Reproduce the portion of the station-mapping extract below starting at "print(p_stations_byTypes)" and ending at "profile of stations.".

- _Page extract_
------------------------------------
8.5 Visualize subgroups of stations on map

stations_byTypes <- dplyr::mutate(stations, TYPE=stations_types_summary)
p_stations_byTypes <- qmplot(x=STATION_LON, y=STATION_LAT,
                             data = stations_byTypes,
                             maptype = 'toner-lite',
                             extent = 'device',
                             zoom = 14,
                             color=TYPE,
                             size=I(2.5))
print(p_stations_byTypes)

8.6 Summary of subgroup of stations

First, I developed P/D index to integrate the picking and docking activities as a straightforward metric to reflect the temporal profile of stations.
------------------------------------
- _Recorded data_

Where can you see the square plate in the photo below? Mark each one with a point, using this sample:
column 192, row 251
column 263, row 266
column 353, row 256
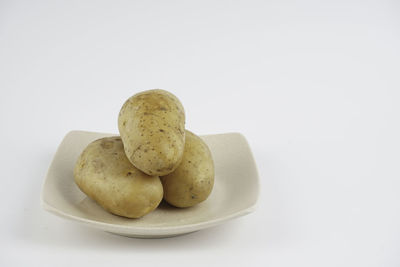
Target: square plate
column 235, row 191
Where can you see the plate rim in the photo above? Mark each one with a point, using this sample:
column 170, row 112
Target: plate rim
column 153, row 230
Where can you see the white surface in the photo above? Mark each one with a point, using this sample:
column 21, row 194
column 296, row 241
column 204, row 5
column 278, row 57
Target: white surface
column 235, row 171
column 313, row 86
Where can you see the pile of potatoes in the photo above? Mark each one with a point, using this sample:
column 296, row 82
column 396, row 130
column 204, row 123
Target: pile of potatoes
column 154, row 157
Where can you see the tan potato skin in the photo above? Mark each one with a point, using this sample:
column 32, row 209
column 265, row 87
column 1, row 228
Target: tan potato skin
column 104, row 173
column 192, row 182
column 152, row 128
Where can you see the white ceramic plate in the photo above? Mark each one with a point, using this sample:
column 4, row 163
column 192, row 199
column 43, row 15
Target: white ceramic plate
column 235, row 191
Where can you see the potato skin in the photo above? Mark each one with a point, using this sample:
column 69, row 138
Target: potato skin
column 104, row 173
column 192, row 182
column 152, row 128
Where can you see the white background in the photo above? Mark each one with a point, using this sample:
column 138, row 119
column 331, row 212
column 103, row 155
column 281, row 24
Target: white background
column 313, row 85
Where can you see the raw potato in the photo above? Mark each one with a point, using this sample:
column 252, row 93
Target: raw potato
column 104, row 173
column 192, row 182
column 152, row 128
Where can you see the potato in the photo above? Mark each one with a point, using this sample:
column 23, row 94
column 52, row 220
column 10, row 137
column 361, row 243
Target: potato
column 104, row 173
column 192, row 182
column 152, row 128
------------------------------------
- _Answer to this task_
print(p_stations_byTypes)

8.6 Summary of subgroup of stations

First, I developed P/D index to integrate the picking and docking activities as a straightforward metric to reflect the temporal profile of stations.